### AVAILABLE RECORDS
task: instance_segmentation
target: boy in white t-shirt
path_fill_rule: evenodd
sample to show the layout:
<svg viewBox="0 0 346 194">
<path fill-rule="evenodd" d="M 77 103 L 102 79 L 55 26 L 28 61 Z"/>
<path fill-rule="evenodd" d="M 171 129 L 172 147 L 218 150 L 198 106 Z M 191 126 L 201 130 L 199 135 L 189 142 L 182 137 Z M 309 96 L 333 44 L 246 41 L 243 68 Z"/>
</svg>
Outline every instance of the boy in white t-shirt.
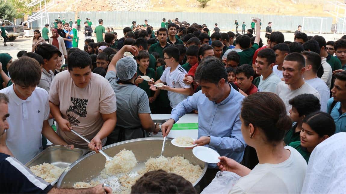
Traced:
<svg viewBox="0 0 346 194">
<path fill-rule="evenodd" d="M 273 71 L 279 76 L 281 80 L 283 81 L 282 65 L 285 57 L 290 53 L 290 47 L 285 43 L 279 43 L 273 47 L 273 50 L 275 52 L 275 55 L 276 57 L 275 65 L 273 67 Z"/>
<path fill-rule="evenodd" d="M 273 71 L 276 57 L 273 49 L 265 48 L 257 54 L 255 66 L 256 74 L 261 75 L 258 84 L 258 91 L 268 91 L 274 93 L 277 84 L 281 79 Z"/>
<path fill-rule="evenodd" d="M 300 94 L 311 94 L 321 101 L 320 93 L 304 81 L 305 72 L 305 59 L 301 54 L 293 52 L 285 57 L 282 66 L 284 81 L 277 85 L 276 93 L 285 104 L 288 115 L 292 106 L 289 101 Z"/>
<path fill-rule="evenodd" d="M 13 156 L 25 164 L 43 151 L 42 135 L 53 144 L 71 147 L 60 138 L 48 122 L 48 93 L 36 86 L 41 68 L 35 59 L 23 57 L 12 63 L 9 69 L 13 84 L 0 90 L 7 95 L 10 128 L 3 138 Z M 0 145 L 1 146 L 1 145 Z"/>
<path fill-rule="evenodd" d="M 187 72 L 179 64 L 179 49 L 174 47 L 169 47 L 164 49 L 163 52 L 163 59 L 168 67 L 154 85 L 158 83 L 164 84 L 160 89 L 168 91 L 171 106 L 174 108 L 179 103 L 187 98 L 192 90 L 191 86 L 185 85 L 183 81 Z M 153 91 L 158 89 L 154 85 L 152 85 L 150 89 Z"/>
</svg>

### AIM OF THE TASK
Please write out every row above word for word, leaving out the pictures.

### WRITTEN REPLY
task: instance_segmentation
target: boy in white t-shirt
path_fill_rule: evenodd
sample to show the layout:
<svg viewBox="0 0 346 194">
<path fill-rule="evenodd" d="M 77 103 L 102 79 L 55 26 L 28 61 Z"/>
<path fill-rule="evenodd" d="M 171 129 L 172 147 L 218 150 L 198 106 Z M 191 126 L 201 130 L 199 135 L 189 142 L 182 137 Z M 309 96 L 333 44 L 246 41 L 243 68 Z"/>
</svg>
Outline every instance of the boy in white t-shirt.
Traced:
<svg viewBox="0 0 346 194">
<path fill-rule="evenodd" d="M 273 71 L 279 76 L 281 80 L 283 81 L 282 65 L 285 57 L 290 53 L 290 47 L 285 43 L 279 43 L 273 47 L 273 50 L 275 52 L 275 55 L 276 57 L 275 65 L 273 67 Z"/>
<path fill-rule="evenodd" d="M 273 71 L 276 57 L 273 49 L 265 48 L 257 54 L 255 66 L 256 74 L 261 75 L 258 84 L 258 91 L 268 91 L 274 93 L 277 84 L 281 79 Z"/>
<path fill-rule="evenodd" d="M 300 94 L 311 94 L 321 101 L 320 93 L 304 81 L 305 72 L 305 59 L 301 54 L 293 52 L 285 57 L 282 66 L 284 81 L 277 85 L 276 93 L 285 104 L 288 115 L 292 106 L 289 101 Z"/>
<path fill-rule="evenodd" d="M 13 156 L 25 164 L 43 151 L 42 135 L 53 144 L 71 147 L 60 138 L 48 122 L 48 93 L 36 86 L 41 68 L 35 59 L 23 57 L 12 63 L 9 69 L 13 84 L 0 90 L 7 95 L 10 128 L 3 138 Z M 0 145 L 1 146 L 1 145 Z"/>
<path fill-rule="evenodd" d="M 187 72 L 179 64 L 179 49 L 174 47 L 169 47 L 164 49 L 163 52 L 163 59 L 168 67 L 154 85 L 158 83 L 164 84 L 160 89 L 168 91 L 171 106 L 174 108 L 179 103 L 187 98 L 192 90 L 191 86 L 185 85 L 183 81 Z M 153 91 L 158 89 L 154 85 L 152 85 L 150 89 Z"/>
</svg>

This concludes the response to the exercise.